--- Set exercise ---
Return every one of the lines below word for word, but leave the pictures out.

Start of Records to use

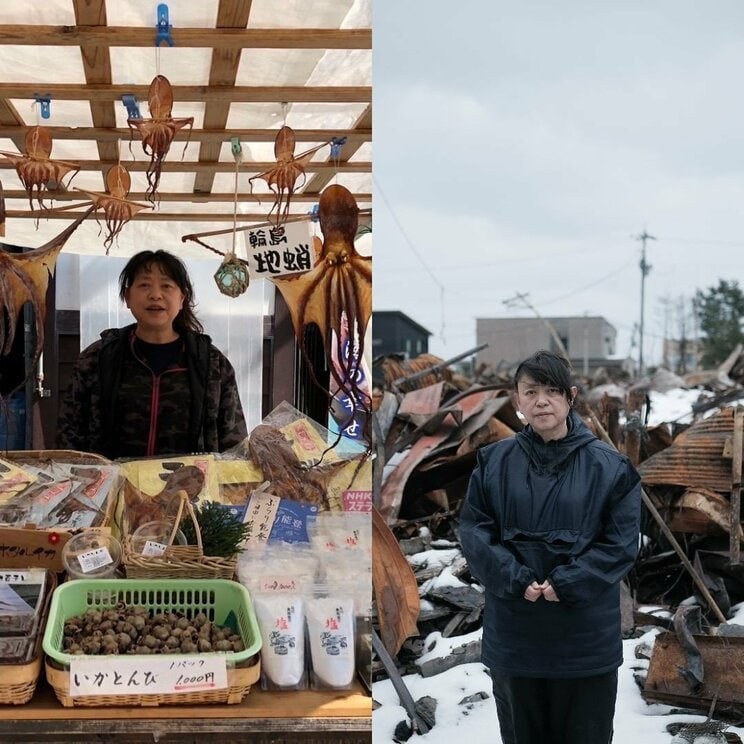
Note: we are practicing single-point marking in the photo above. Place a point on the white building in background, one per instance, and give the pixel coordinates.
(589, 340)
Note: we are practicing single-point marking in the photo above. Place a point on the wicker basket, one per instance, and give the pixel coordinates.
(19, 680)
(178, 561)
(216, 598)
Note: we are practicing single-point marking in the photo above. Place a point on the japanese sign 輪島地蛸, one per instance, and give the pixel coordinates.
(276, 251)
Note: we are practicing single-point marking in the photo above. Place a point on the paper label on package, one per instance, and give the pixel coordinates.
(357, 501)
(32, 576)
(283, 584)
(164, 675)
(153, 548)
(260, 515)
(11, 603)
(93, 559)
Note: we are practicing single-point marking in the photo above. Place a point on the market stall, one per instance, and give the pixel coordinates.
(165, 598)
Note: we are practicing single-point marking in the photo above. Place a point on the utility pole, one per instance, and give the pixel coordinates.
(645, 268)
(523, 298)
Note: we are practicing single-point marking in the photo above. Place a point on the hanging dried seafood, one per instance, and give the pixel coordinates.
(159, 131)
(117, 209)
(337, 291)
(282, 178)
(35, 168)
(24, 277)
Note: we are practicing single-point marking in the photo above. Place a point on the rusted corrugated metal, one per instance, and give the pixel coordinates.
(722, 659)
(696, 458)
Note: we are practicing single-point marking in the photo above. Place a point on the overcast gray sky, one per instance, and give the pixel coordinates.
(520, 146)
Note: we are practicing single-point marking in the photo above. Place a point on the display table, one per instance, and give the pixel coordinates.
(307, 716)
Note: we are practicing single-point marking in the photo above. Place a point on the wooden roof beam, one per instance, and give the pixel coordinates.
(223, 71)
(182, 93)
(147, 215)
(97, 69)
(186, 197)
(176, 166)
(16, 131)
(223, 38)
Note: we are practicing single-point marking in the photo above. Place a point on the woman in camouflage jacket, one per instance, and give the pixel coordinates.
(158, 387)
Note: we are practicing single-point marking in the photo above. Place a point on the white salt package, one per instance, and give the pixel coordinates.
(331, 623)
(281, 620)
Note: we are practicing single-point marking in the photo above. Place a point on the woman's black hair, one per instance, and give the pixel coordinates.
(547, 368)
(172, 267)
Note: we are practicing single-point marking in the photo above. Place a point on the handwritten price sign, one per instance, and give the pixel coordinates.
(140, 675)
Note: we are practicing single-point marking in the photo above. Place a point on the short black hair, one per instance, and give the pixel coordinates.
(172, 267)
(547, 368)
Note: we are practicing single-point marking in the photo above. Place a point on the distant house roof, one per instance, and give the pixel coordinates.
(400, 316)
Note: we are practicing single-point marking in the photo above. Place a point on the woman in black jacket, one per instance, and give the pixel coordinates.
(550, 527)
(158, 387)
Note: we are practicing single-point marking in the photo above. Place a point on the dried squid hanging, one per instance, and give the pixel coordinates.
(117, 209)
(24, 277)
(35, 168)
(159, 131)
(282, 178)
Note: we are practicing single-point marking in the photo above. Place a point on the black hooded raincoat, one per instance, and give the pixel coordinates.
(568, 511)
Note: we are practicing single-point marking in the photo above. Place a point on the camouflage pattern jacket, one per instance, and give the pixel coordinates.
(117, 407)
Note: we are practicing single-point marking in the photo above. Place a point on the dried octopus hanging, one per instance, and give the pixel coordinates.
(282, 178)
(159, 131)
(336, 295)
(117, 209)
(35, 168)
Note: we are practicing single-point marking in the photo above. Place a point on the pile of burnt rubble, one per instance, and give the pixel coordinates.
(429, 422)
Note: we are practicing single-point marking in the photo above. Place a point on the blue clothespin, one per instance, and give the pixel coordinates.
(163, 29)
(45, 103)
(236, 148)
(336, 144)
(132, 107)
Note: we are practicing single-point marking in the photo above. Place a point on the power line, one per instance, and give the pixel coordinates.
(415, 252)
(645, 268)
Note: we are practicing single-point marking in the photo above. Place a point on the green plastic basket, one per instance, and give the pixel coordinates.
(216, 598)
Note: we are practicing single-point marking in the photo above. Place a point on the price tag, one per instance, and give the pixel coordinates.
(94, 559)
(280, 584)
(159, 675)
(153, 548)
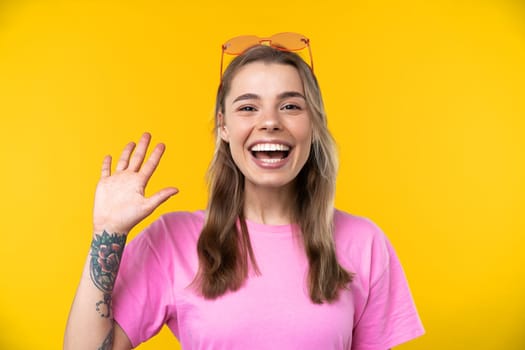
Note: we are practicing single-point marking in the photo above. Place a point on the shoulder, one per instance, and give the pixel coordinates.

End of Records to use

--- Completed exercise ---
Note: we are practicing single-point marking in the photo above. Place a point on the white building in background, one per instance, and give the pixel coordinates.
(589, 340)
Note: we are practicing single-point marking in the photo above. Place a point on the wicker basket, one per instance, and give the pixel coordinates.
(19, 680)
(178, 561)
(216, 598)
Note: we are practicing single-point marking in the photo above. Place a point on the japanese sign 輪島地蛸, one per instance, and give the pixel coordinates.
(276, 251)
Note: we are practicing single-point marking in the photo above. Place a point on the paper label on package, one per instance, and give the pixel coordinates.
(357, 501)
(32, 576)
(283, 584)
(164, 675)
(153, 548)
(260, 515)
(11, 603)
(93, 559)
Note: we are practicing single-point marking in the photo above. Place a point on the market stall, one per instance, and give the pixel coordinates.
(165, 598)
Note: we are practicing single-point marking in the photo above. Place a point on the utility pole, one per instance, and give the pixel coordinates.
(645, 268)
(523, 298)
Note: we are practicing single-point marking in the photo above. Place a point on the hanging dried seafood, one per instance, and give the pixel coordinates.
(159, 131)
(117, 209)
(337, 291)
(282, 178)
(35, 168)
(24, 277)
Note: we are practicing single-point marking in the photo above. Place a point on the rusted corrugated metal, one per instance, and give the pixel coordinates.
(722, 659)
(696, 458)
Note: we are practicing single-point marking in the photo above. Place a point on the overcast gray sky, one per instance, and give the pixel coordinates.
(520, 146)
Note: we are practicing single-point marking in the photo above. Place a point on the display table, one per instance, and give the pixel coordinates.
(307, 716)
Note: we are practicing single-point marking in the photo above. Place a point on the wooden roof beam, one per instance, and give the pixel coordinates.
(223, 71)
(182, 93)
(147, 215)
(97, 69)
(186, 197)
(176, 166)
(16, 131)
(223, 38)
Note: we are practicing single-point marking in the photo above. Place a point on the woman in camouflage jacket, one per instance, and give the pixel coordinates.
(158, 387)
Note: we are practicing single-point marking in the photo above. Place a point on the white salt package, one per instance, and give the pixel coordinates.
(331, 623)
(281, 620)
Note: we are practicing single-point marking in the photo above. Place a point on the woman's black hair, one per instance, and give the pixel coordinates.
(547, 368)
(172, 267)
Note: we are practicing single-point marking in the photo above. Place a point on the handwritten price sign, one per instance, and give the pixel coordinates.
(140, 675)
Note: we are practicing single-point marking in the photo above. Place a point on the short black hair, one per instance, and give the pixel coordinates.
(172, 267)
(547, 368)
Note: we are practicing single-point marking in the photo above. Place a point on the distant house roof, one per instance, and give the pixel coordinates.
(400, 316)
Note: we are practicing single-point marking in the photo above. Place a point on the woman in black jacket, one per instance, and give the pixel coordinates.
(550, 527)
(158, 387)
Note: we are practicing single-point marking in the photo above. Place a point on the dried squid hanging, one per instance, and give the pixel coordinates.
(117, 209)
(24, 277)
(35, 168)
(159, 131)
(282, 178)
Note: we are practicing single-point marking in the photo above. Place a point on the black hooded raincoat, one per instance, and give the pixel coordinates.
(568, 511)
Note: we are practicing single-point marking in the photo above. Place a point on the camouflage pattern jacket, one per instance, and give the pixel coordinates.
(117, 407)
Note: we are practicing single-point marking in the photo above. Place a point on the dried octopus hanging, one per instance, and give the pixel coordinates.
(282, 178)
(159, 131)
(336, 295)
(117, 209)
(35, 168)
Note: we are practicing single-point marking in the photo above. Place a point on the pile of burnt rubble, one per instance, and give the pixel coordinates.
(429, 422)
Note: we are practicing single-point marking in the photo above. Place a point on the blue clothespin, one per instance, and give the pixel coordinates.
(163, 29)
(45, 103)
(236, 148)
(336, 144)
(132, 107)
Note: we are practicing single-point marking in the photo above. Place a point on the power line, one per instance, and give the pixel coordinates.
(415, 252)
(645, 268)
Note: we are practicing single-point marking in the photo above. Place a point on the green plastic basket, one per instance, and give the pixel coordinates.
(216, 598)
Note: we are practicing single-point marking in the photo above. Place a point on the price tag, one per instance, and give the pixel coordinates.
(94, 559)
(280, 584)
(159, 675)
(153, 548)
Note: we are practicing single-point marking in the photo above. Place a point on the shoulder, one per instance, and give the pixel coordinates.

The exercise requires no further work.